Task instructions:
Write out every line again in the stretch from the line containing "the main landing" through the end of the rows, requests included. Raise each number in the answer coordinates by 43, and leave the sample points in the requests unchanged.

Input:

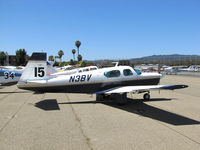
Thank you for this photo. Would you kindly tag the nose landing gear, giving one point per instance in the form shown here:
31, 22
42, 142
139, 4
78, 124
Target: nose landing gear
146, 96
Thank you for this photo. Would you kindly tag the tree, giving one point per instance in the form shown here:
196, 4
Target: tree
79, 58
73, 52
60, 54
2, 58
21, 57
51, 58
71, 62
78, 44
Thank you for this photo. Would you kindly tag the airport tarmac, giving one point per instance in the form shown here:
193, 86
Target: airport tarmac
170, 120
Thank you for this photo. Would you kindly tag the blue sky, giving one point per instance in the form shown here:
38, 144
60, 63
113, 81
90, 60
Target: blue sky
108, 29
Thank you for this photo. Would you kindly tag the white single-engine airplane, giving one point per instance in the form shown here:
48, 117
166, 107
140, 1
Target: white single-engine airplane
9, 76
113, 81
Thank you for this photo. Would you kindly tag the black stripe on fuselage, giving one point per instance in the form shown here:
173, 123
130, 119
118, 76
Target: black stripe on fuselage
95, 87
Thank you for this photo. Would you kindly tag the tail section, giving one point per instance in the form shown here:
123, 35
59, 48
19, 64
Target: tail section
36, 68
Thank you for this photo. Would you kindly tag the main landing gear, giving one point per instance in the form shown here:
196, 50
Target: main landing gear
146, 96
120, 99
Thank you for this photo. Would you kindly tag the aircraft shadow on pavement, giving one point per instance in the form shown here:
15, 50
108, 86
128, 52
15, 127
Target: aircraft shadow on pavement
136, 106
48, 104
15, 92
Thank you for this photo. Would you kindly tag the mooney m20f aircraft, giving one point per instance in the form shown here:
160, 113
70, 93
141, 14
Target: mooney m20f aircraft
115, 81
9, 76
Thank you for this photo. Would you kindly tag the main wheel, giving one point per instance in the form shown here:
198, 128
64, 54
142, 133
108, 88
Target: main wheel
146, 96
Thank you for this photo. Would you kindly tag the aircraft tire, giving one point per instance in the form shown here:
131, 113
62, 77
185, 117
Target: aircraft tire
146, 96
121, 99
99, 97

Worked answer:
Thank you for this photo. Would you kindly tag the main landing gear, giving one point per instance in the form shown here:
196, 50
Target: main landing gear
189, 139
163, 142
Thank you for this photo. Would you kindly tag the aircraft shadow on pavement, giving one point per instance in the form shown here:
15, 50
108, 86
128, 52
15, 127
Target: aircraft shadow on pavement
179, 149
91, 147
58, 135
Thank you for this photo. Would you kindly tag the mooney m20f aircraft, giving one point per instance in the form shown here:
160, 113
70, 93
141, 14
Target: mooney m20f aircraft
158, 124
52, 119
Thank you for this photo. Would you kindly tag the main wheel, giving one point per instance in the form shown here:
198, 128
64, 54
142, 133
108, 88
Target: main wheel
189, 139
Thank you for this photo. Would you kindly tag the aircraft tire, giving one point per instance in the form shown here:
131, 113
62, 77
185, 117
Target: aircraft tire
189, 139
164, 142
142, 140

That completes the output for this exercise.